##### Text block
Return of the company town

Company vegetable gardens like this one in Kerr Location provided food to workers but demanded loyalty to the company. (PHOTO: Oliver Mining Company, Minnesota Discovery Center archives)
Aaron J. Brown

Aaron J. Brown is an Iron Range blogger, author, radio producer and columnist for the Mesabi Tribune.

A typical early 20th Century Iron Range miner worked long hours before retiring to a home and bed owned by his employer. He returned his wages to the company in exchange for just enough food, clothing and tools to survive. If the miner had a wife she possessed even fewer choices. Her very survival, and that of her children, depended upon her husband’s relationship with a company that seemed to control everything they could see.

Mostly immigrants, they came from the other side of the world fueled by a vague but hopeful notion that life could be better in America. They did not come out of enthusiasm for mining or cold winters, but were willing to endure such hardships for a small slice of status they could bequeath to their children. Frankly, most sought to make a small fortune and return to Europe.
##########
##### Stored records
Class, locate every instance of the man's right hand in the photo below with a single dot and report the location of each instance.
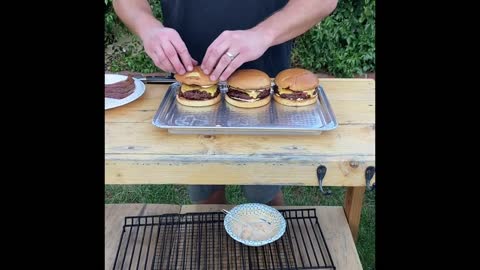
(164, 46)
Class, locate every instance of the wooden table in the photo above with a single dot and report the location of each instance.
(136, 152)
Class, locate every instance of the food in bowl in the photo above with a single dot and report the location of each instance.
(255, 224)
(253, 229)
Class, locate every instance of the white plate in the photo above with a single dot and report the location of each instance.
(242, 212)
(113, 103)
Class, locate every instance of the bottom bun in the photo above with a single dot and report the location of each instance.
(199, 103)
(295, 103)
(246, 104)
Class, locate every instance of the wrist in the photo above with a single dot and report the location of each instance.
(268, 35)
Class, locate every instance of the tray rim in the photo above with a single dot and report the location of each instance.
(327, 127)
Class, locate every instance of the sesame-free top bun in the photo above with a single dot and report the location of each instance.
(296, 79)
(196, 77)
(252, 79)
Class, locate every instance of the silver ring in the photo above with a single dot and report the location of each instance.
(231, 55)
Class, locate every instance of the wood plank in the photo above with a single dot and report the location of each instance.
(141, 169)
(114, 221)
(353, 208)
(334, 227)
(144, 138)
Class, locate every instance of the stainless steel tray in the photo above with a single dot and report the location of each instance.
(223, 118)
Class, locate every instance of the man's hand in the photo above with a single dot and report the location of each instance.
(164, 46)
(244, 45)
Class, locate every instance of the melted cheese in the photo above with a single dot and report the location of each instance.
(287, 91)
(209, 88)
(253, 93)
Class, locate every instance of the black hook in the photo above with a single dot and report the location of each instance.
(321, 171)
(369, 173)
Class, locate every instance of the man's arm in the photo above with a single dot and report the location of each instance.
(291, 21)
(162, 44)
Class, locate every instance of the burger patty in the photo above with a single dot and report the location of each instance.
(198, 94)
(233, 93)
(119, 95)
(294, 96)
(121, 89)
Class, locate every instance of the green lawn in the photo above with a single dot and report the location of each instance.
(293, 196)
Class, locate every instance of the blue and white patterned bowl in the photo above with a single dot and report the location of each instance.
(251, 212)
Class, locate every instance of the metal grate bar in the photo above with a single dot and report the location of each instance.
(199, 241)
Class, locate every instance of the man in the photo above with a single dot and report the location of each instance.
(223, 36)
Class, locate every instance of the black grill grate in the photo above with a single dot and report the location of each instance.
(199, 241)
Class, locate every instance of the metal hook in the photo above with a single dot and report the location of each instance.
(321, 171)
(369, 173)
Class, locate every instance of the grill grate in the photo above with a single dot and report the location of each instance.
(199, 241)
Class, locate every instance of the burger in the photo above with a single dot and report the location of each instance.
(248, 88)
(197, 90)
(295, 87)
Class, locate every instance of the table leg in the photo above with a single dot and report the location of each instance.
(353, 208)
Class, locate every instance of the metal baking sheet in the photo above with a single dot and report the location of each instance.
(223, 118)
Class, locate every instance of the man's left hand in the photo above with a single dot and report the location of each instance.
(231, 49)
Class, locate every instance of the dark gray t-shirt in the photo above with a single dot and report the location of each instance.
(200, 22)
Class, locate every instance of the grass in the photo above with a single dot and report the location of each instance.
(294, 195)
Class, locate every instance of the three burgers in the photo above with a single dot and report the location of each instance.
(249, 88)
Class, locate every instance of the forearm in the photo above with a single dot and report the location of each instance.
(136, 15)
(294, 19)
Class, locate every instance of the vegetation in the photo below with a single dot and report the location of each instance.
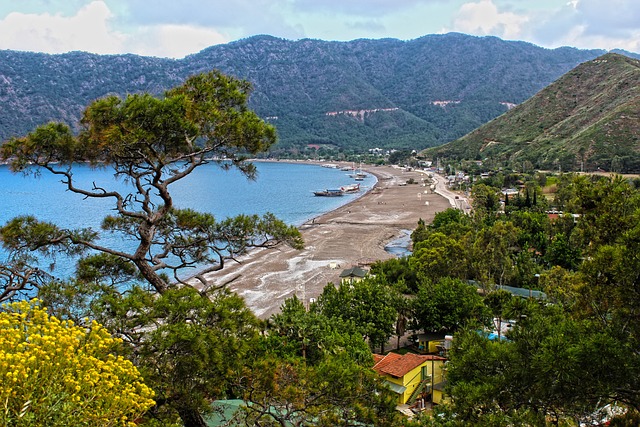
(562, 360)
(581, 122)
(298, 82)
(55, 373)
(172, 328)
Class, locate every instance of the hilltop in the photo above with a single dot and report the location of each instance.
(586, 120)
(350, 95)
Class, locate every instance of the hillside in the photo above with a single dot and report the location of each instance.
(586, 120)
(358, 94)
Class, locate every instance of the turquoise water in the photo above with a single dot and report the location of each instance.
(284, 189)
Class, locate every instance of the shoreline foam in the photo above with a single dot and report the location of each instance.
(353, 234)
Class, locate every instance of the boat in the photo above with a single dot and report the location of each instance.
(329, 192)
(351, 188)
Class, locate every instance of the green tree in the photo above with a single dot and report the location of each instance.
(498, 303)
(150, 144)
(303, 355)
(491, 253)
(365, 303)
(486, 199)
(439, 256)
(446, 306)
(334, 392)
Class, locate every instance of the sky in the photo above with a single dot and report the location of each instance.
(176, 28)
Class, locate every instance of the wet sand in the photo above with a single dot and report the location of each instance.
(352, 235)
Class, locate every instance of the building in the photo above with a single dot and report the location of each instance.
(353, 274)
(410, 375)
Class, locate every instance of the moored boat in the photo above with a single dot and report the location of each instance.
(351, 188)
(329, 192)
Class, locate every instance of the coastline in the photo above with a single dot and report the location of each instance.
(354, 234)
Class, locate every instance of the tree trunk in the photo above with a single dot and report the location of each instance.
(191, 417)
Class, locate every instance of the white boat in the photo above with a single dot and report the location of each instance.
(351, 188)
(329, 192)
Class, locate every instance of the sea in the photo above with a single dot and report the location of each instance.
(282, 188)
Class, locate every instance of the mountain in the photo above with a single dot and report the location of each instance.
(586, 120)
(353, 95)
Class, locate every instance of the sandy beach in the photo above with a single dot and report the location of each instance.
(352, 235)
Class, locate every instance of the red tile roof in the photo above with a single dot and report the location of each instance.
(398, 366)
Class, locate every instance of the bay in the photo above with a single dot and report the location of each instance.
(284, 189)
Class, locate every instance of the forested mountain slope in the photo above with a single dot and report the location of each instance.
(357, 94)
(586, 120)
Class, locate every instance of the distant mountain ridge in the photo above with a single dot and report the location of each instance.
(589, 119)
(400, 86)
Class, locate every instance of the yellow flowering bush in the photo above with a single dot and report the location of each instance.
(55, 373)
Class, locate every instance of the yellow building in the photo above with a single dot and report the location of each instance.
(411, 376)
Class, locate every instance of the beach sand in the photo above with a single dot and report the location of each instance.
(352, 235)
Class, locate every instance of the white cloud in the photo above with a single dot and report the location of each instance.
(174, 41)
(483, 18)
(87, 30)
(587, 24)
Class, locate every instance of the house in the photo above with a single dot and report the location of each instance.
(411, 375)
(353, 274)
(430, 343)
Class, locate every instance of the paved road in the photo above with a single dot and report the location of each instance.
(456, 199)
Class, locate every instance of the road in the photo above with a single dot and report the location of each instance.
(456, 199)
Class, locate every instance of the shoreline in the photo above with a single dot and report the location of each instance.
(354, 234)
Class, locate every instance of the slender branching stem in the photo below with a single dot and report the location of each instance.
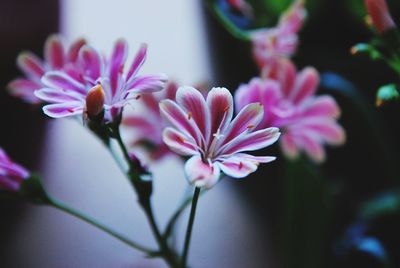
(71, 211)
(190, 226)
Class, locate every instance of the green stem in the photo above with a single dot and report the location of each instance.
(166, 253)
(190, 226)
(63, 207)
(117, 136)
(145, 202)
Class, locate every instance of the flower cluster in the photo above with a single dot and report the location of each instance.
(378, 11)
(11, 174)
(145, 125)
(57, 58)
(270, 45)
(112, 88)
(307, 121)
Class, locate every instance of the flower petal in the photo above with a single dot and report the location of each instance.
(220, 104)
(237, 167)
(252, 141)
(54, 52)
(137, 62)
(257, 159)
(116, 63)
(289, 146)
(64, 109)
(179, 142)
(326, 129)
(57, 95)
(201, 174)
(24, 89)
(73, 51)
(177, 118)
(147, 83)
(285, 72)
(60, 80)
(247, 119)
(195, 107)
(306, 84)
(31, 65)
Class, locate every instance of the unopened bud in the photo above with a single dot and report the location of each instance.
(379, 14)
(95, 101)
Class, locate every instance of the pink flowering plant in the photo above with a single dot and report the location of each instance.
(185, 121)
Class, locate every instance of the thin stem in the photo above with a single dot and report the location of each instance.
(117, 135)
(167, 254)
(190, 226)
(63, 207)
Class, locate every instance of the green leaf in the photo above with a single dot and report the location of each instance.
(386, 93)
(370, 50)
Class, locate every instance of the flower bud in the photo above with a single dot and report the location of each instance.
(95, 101)
(380, 16)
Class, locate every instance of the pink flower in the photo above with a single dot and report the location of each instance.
(145, 125)
(270, 45)
(67, 91)
(11, 174)
(307, 121)
(57, 57)
(203, 129)
(379, 13)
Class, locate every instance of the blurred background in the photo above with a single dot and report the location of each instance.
(343, 213)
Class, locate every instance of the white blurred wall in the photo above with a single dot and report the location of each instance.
(80, 171)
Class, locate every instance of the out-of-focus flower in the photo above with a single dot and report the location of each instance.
(202, 128)
(270, 45)
(56, 57)
(11, 174)
(379, 14)
(67, 92)
(145, 124)
(307, 121)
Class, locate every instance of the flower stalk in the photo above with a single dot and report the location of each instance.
(73, 212)
(190, 225)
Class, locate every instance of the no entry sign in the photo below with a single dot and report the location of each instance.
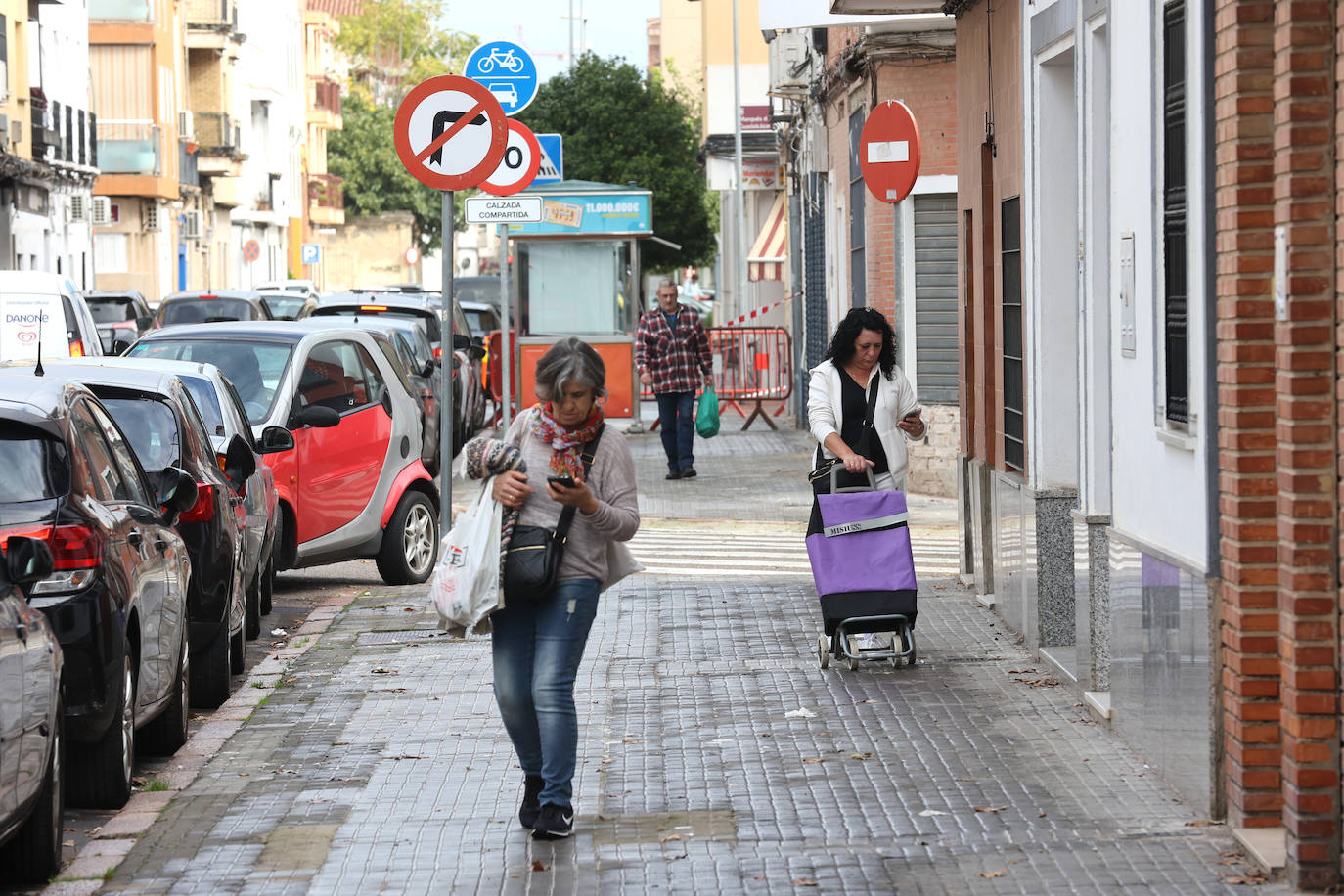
(449, 132)
(888, 151)
(517, 166)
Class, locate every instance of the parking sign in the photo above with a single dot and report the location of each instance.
(507, 71)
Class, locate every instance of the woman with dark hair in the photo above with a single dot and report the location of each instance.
(863, 359)
(538, 647)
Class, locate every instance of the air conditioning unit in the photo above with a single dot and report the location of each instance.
(789, 62)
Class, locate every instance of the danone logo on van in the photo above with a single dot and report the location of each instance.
(24, 320)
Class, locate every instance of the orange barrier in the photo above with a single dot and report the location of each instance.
(750, 364)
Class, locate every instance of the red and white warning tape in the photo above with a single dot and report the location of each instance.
(759, 312)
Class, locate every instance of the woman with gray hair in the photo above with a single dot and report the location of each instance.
(538, 647)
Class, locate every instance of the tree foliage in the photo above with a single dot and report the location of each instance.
(362, 152)
(394, 45)
(620, 128)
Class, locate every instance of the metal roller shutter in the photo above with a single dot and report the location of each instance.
(935, 297)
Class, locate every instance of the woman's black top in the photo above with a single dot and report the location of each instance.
(854, 407)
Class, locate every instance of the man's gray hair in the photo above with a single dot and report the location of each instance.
(570, 360)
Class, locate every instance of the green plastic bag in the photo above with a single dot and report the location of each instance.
(707, 416)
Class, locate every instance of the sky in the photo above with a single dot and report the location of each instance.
(614, 27)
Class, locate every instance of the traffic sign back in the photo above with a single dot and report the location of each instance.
(449, 132)
(888, 151)
(507, 71)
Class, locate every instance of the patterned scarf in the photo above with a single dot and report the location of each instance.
(485, 457)
(566, 443)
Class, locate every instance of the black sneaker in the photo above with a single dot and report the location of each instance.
(531, 809)
(556, 823)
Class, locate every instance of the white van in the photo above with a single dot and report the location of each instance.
(47, 309)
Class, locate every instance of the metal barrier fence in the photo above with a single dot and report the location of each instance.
(751, 364)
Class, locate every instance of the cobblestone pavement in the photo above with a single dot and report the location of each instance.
(714, 756)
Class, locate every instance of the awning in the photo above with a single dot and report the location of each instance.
(770, 248)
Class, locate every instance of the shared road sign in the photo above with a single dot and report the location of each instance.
(450, 132)
(888, 151)
(504, 209)
(507, 71)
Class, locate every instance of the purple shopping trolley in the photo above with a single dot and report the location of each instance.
(859, 547)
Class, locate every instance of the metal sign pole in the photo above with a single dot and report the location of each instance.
(506, 345)
(445, 327)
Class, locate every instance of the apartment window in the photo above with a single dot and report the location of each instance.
(1175, 293)
(1009, 240)
(858, 269)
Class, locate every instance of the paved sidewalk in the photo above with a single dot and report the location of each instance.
(714, 755)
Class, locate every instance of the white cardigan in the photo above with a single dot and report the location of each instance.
(895, 399)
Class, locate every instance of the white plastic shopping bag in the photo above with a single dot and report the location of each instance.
(466, 587)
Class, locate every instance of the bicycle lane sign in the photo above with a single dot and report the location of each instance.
(449, 132)
(507, 71)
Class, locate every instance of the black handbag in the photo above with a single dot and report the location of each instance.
(820, 474)
(534, 554)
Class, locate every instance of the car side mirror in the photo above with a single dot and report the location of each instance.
(28, 560)
(276, 438)
(317, 417)
(176, 492)
(240, 464)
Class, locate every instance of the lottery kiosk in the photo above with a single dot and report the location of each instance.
(577, 273)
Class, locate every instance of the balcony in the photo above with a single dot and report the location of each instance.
(326, 199)
(129, 147)
(121, 11)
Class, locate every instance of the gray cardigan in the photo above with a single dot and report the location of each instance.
(611, 482)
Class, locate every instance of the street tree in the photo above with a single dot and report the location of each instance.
(620, 128)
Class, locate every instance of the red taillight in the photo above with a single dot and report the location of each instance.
(72, 547)
(204, 507)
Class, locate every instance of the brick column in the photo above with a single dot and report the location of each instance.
(1305, 381)
(1243, 70)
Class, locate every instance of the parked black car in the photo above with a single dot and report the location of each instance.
(122, 317)
(210, 306)
(31, 724)
(164, 427)
(115, 597)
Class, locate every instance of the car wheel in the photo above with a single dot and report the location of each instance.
(103, 769)
(165, 734)
(268, 586)
(251, 607)
(32, 856)
(210, 673)
(409, 542)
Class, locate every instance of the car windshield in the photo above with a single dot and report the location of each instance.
(207, 402)
(284, 306)
(152, 428)
(207, 310)
(254, 368)
(112, 309)
(36, 467)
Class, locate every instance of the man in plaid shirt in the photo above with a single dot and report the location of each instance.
(672, 355)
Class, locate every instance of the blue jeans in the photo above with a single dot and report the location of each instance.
(536, 651)
(676, 426)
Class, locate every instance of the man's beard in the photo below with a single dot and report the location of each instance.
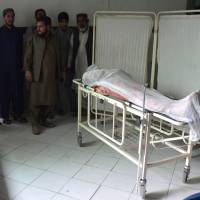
(41, 34)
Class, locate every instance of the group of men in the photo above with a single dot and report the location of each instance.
(44, 58)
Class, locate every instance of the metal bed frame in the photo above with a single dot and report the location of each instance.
(114, 127)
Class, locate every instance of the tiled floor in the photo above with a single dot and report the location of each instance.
(51, 166)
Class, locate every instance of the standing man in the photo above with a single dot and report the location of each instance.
(39, 13)
(64, 36)
(40, 64)
(82, 45)
(11, 76)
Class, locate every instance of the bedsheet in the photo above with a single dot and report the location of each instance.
(116, 82)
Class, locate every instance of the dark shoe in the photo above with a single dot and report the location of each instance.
(7, 121)
(48, 124)
(22, 120)
(36, 130)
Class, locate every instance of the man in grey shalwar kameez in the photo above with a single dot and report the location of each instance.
(64, 36)
(41, 63)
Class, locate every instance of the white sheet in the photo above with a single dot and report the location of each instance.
(184, 110)
(179, 55)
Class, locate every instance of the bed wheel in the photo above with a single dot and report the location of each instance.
(142, 188)
(79, 140)
(186, 174)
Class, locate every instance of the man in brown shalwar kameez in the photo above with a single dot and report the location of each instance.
(40, 64)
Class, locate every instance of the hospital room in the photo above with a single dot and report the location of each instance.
(100, 100)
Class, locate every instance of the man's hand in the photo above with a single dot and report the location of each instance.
(28, 76)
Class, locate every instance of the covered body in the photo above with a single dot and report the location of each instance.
(118, 83)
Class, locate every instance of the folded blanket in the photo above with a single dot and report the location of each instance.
(115, 82)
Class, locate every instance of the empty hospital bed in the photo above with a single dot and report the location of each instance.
(120, 124)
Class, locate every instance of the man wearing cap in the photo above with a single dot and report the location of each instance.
(11, 76)
(40, 65)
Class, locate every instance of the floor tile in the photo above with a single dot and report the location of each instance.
(19, 156)
(79, 189)
(10, 188)
(92, 174)
(62, 197)
(55, 151)
(79, 156)
(106, 193)
(8, 166)
(103, 162)
(108, 151)
(33, 147)
(50, 181)
(41, 162)
(179, 192)
(25, 174)
(32, 193)
(65, 167)
(126, 167)
(120, 181)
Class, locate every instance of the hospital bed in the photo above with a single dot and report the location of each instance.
(127, 128)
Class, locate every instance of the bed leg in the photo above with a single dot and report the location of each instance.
(79, 135)
(143, 179)
(80, 139)
(186, 171)
(142, 188)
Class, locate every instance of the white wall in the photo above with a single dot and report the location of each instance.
(25, 8)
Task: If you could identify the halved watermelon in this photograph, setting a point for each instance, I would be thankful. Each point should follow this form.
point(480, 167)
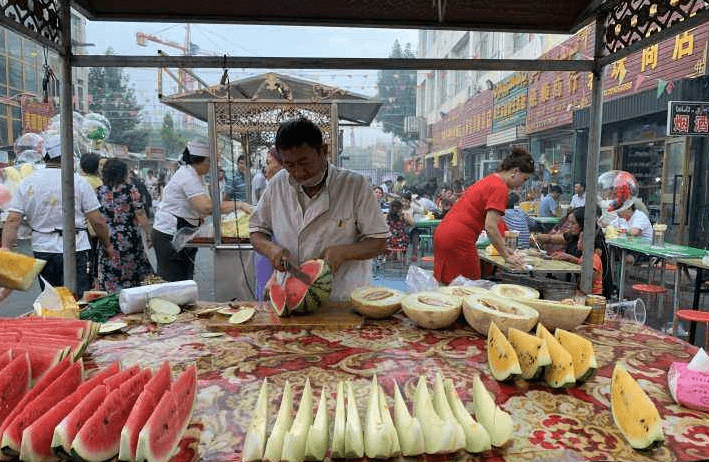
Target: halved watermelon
point(37, 438)
point(100, 437)
point(38, 388)
point(14, 383)
point(144, 406)
point(60, 388)
point(161, 435)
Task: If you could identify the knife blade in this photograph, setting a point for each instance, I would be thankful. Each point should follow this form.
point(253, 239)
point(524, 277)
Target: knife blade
point(297, 273)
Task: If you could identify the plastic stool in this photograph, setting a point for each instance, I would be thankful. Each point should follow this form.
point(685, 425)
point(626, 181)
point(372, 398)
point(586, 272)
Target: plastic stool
point(653, 290)
point(696, 316)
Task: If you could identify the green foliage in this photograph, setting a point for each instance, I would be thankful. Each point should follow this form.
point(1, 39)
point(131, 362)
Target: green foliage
point(114, 98)
point(173, 141)
point(397, 89)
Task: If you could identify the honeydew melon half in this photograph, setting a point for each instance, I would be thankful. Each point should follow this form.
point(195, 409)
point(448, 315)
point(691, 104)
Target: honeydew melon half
point(376, 302)
point(554, 314)
point(501, 357)
point(481, 310)
point(532, 353)
point(633, 412)
point(514, 291)
point(432, 310)
point(560, 373)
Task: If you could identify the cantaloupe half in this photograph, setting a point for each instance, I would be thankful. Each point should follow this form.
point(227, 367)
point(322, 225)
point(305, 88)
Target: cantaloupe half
point(501, 357)
point(532, 353)
point(582, 353)
point(560, 373)
point(18, 271)
point(633, 412)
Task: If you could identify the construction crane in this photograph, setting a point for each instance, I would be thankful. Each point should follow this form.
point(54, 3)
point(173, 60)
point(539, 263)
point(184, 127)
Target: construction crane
point(185, 78)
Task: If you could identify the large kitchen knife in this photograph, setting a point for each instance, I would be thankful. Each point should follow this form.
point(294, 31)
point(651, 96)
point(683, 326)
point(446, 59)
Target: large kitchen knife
point(297, 273)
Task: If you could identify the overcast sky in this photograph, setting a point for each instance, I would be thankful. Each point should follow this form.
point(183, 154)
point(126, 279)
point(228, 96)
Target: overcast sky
point(244, 40)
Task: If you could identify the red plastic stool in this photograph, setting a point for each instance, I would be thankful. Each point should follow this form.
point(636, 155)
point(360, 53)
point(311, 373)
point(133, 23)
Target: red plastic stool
point(652, 290)
point(696, 316)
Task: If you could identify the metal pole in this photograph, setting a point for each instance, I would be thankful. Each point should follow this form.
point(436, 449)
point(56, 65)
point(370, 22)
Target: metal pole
point(67, 137)
point(594, 148)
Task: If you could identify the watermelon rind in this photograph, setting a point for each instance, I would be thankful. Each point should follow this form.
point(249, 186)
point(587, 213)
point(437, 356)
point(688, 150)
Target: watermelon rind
point(144, 406)
point(14, 383)
point(38, 387)
point(99, 438)
point(36, 443)
point(159, 439)
point(60, 388)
##########
**Task:**
Write the next part of the essay on the Iron Range company town, starting right after its last sentence. None of the rows are needed here.

**Result:**
Once they got here they were too broke to go back. Mining companies had no incentive to change that fact. And so these people began the arduous process of giving up everything they knew to become flickering candles in a cold, drafty place. Their families absorbed the trauma and we carry it around today, calling it tradition. 

As bad as it was in the mining locations of northern Minnesota, other places were arguably worse. In the 1890s, workers at the Lake Erie docks near Buffalo were paid in plug coins that could only be exchanged at company-owned saloons. Alcoholism became corporate policy.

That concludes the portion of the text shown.